- Opening Delimiter -

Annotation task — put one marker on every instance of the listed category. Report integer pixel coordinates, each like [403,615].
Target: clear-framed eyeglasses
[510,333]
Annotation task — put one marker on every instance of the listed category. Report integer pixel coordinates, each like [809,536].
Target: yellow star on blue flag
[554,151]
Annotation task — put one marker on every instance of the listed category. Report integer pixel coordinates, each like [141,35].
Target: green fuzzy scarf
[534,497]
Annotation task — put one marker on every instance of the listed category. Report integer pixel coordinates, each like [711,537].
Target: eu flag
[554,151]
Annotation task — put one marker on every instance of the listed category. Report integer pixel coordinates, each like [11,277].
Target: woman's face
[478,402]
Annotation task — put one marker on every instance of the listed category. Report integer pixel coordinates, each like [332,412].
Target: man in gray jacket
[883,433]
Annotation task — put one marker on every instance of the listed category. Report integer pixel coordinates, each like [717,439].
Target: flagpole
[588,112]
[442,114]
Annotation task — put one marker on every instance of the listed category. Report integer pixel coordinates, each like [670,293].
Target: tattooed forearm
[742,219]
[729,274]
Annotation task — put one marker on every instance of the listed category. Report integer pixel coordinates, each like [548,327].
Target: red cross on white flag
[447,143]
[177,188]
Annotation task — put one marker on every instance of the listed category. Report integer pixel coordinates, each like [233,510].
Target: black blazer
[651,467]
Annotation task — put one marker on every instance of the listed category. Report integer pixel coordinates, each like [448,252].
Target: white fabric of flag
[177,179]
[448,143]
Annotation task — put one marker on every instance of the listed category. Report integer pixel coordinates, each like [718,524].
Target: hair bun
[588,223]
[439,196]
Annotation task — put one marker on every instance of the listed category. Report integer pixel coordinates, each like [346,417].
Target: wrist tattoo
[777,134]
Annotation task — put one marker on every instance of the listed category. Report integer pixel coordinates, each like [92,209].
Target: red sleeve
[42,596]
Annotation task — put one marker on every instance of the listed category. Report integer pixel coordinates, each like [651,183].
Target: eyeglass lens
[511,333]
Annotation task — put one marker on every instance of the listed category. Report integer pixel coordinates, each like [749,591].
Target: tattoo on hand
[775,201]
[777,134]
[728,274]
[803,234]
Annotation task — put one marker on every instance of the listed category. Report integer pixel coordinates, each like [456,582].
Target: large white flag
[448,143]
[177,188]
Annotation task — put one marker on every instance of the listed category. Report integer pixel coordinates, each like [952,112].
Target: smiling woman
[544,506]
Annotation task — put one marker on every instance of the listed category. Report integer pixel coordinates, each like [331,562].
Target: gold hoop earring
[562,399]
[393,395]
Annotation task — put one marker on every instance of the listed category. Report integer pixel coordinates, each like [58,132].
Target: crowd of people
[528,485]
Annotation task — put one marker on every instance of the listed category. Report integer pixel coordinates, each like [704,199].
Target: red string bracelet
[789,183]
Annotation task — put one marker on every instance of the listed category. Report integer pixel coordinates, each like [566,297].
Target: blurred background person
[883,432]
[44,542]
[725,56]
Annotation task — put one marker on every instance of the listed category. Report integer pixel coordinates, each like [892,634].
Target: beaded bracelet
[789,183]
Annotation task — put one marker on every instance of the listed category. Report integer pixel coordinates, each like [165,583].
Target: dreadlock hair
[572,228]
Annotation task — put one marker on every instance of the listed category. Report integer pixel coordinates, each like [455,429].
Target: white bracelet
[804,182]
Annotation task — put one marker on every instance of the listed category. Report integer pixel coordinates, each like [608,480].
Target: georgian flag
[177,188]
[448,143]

- Closing Delimiter -
- Opening Delimiter -

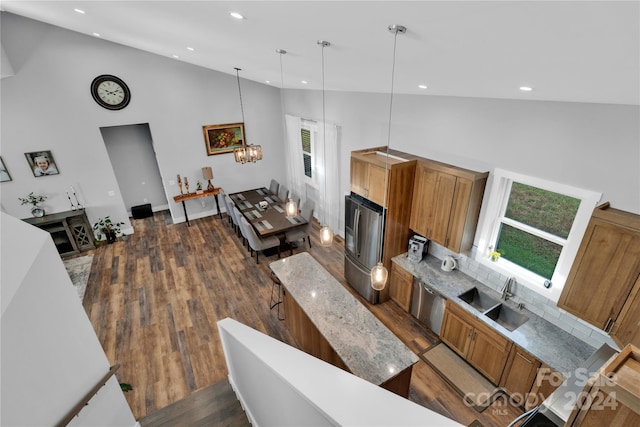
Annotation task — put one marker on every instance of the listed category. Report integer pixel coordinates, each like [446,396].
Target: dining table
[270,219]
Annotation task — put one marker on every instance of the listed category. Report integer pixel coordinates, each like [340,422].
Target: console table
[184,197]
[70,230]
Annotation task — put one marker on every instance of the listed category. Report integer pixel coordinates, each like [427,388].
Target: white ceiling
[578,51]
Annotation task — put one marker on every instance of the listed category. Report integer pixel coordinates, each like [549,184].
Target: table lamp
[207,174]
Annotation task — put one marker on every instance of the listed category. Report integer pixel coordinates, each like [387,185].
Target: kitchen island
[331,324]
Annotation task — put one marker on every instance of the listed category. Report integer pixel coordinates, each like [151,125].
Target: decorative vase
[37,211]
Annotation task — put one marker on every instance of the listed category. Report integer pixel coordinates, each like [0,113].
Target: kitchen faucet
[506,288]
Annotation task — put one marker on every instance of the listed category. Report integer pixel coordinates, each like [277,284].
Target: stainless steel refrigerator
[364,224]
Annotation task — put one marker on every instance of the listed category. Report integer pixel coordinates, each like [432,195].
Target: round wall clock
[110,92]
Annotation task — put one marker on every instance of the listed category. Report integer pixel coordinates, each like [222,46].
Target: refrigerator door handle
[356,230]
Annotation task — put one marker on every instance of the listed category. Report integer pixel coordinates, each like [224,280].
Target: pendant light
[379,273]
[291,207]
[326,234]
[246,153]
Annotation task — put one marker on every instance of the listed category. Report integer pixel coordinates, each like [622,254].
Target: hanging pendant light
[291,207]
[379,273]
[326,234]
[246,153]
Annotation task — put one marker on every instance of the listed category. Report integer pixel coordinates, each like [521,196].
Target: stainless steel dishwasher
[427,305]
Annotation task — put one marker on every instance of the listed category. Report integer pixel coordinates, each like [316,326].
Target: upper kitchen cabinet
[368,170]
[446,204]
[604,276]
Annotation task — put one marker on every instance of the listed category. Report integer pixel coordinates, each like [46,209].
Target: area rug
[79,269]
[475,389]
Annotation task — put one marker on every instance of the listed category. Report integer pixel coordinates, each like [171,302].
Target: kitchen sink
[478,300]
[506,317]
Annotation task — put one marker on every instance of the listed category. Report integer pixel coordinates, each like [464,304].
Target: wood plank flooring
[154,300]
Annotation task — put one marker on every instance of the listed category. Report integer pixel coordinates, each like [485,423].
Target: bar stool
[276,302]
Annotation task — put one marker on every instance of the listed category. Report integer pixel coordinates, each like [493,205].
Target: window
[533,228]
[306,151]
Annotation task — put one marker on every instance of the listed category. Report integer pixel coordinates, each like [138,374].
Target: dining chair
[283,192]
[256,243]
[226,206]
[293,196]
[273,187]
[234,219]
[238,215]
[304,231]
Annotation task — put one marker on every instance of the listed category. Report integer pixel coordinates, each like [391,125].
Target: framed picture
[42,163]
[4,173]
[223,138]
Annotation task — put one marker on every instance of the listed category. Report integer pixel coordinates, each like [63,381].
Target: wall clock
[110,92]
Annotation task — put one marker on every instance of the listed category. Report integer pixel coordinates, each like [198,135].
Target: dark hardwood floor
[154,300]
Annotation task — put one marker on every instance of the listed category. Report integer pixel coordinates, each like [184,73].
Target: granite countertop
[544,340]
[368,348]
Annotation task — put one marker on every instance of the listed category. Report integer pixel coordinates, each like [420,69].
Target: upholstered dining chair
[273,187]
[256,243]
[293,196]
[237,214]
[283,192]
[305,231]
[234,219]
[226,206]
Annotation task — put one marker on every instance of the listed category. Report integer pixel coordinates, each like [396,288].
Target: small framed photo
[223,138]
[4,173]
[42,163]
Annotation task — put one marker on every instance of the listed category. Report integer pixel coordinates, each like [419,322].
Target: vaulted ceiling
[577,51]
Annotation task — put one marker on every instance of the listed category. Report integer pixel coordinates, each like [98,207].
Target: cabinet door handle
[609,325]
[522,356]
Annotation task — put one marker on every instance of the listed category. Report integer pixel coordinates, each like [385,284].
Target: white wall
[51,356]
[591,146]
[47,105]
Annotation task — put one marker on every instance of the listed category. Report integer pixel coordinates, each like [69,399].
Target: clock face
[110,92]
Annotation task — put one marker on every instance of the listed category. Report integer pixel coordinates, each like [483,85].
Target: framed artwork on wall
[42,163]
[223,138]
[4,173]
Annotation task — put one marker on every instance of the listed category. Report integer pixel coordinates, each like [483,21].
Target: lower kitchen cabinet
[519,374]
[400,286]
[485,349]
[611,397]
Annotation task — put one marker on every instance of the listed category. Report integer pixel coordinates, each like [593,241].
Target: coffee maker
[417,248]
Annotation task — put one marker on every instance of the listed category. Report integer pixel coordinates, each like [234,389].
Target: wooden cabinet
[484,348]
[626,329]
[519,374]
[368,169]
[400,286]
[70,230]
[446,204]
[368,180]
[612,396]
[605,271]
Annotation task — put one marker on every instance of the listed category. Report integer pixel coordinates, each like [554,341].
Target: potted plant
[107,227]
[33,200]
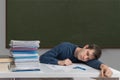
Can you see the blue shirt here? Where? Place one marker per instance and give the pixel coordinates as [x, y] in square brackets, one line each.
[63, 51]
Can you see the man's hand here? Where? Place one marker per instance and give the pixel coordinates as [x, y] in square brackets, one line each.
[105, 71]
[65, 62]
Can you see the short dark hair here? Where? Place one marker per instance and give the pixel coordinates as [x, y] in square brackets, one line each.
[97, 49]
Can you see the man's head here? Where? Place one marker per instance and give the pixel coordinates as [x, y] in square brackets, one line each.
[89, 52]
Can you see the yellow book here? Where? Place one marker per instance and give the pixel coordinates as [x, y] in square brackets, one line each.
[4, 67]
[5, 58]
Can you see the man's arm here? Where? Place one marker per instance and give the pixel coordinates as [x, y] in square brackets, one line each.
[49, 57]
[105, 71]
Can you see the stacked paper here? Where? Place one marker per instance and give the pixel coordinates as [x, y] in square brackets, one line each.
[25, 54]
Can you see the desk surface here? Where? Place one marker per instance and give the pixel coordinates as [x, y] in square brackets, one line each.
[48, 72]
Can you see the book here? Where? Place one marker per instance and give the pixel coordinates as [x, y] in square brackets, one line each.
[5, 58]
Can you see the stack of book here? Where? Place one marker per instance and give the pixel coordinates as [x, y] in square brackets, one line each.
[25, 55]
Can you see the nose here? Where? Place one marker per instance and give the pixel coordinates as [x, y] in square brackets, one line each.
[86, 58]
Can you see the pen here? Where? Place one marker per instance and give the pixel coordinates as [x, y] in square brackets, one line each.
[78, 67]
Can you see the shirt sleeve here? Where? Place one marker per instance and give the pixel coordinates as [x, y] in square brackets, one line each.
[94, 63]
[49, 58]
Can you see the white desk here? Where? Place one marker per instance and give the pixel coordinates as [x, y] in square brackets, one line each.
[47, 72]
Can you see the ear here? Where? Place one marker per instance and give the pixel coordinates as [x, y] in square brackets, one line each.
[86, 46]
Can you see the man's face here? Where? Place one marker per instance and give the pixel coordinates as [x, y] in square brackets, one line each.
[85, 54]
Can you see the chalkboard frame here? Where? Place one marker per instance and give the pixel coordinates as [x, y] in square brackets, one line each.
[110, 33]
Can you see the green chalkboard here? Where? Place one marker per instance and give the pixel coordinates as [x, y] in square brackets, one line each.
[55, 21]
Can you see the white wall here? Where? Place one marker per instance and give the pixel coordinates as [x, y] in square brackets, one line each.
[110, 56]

- Closing Delimiter -

**Exercise details**. Retype exactly the lines above, from the one with "each like [403,615]." through the one with "each like [448,252].", inclusive.

**Result of this exercise**.
Annotation task — put one marker on every instance of the listed category. Report integer pixel coordinates, each like [403,615].
Target: clear-framed eyeglasses
[510,333]
Annotation task — put one marker on every instance of the listed category. Report integer pixel coordinates, each like [809,536].
Target: yellow star on blue flag
[554,151]
Annotation task — put one marker on every instance of the listed category. Report integer pixel coordinates, each like [141,35].
Target: green fuzzy scarf
[534,497]
Annotation task — put one marker on every instance of the listed category. Report integer pixel coordinates, each like [711,537].
Target: eu flag
[554,151]
Annotation task — put one marker on every instance of the listed category. Report integer pixel coordinates, each like [11,277].
Target: woman's face
[478,402]
Annotation task — put one marker on every instance of the listed category. Report integer pixel coordinates, each like [332,412].
Target: man in gray jacket
[883,433]
Annotation task — put one marker on every instance of the listed category. Report integer pixel coordinates, each like [717,439].
Target: flagpole
[588,112]
[442,114]
Annotation task — put one marker on every instance of the listed category. Report integer pixel coordinates, each like [670,293].
Target: tattooed forearm
[742,219]
[729,274]
Annotation task — put one marker on every instance of the listed category. Report integer pixel coordinates, each like [548,327].
Target: red cross on white flag
[447,143]
[177,188]
Annotation task — put one marker on every instance of the listed category. Report integer pixel coordinates, each like [233,510].
Target: black blazer
[651,467]
Annotation task — put one marker on every instance of the listed category. Report integer pixel coordinates, each like [448,252].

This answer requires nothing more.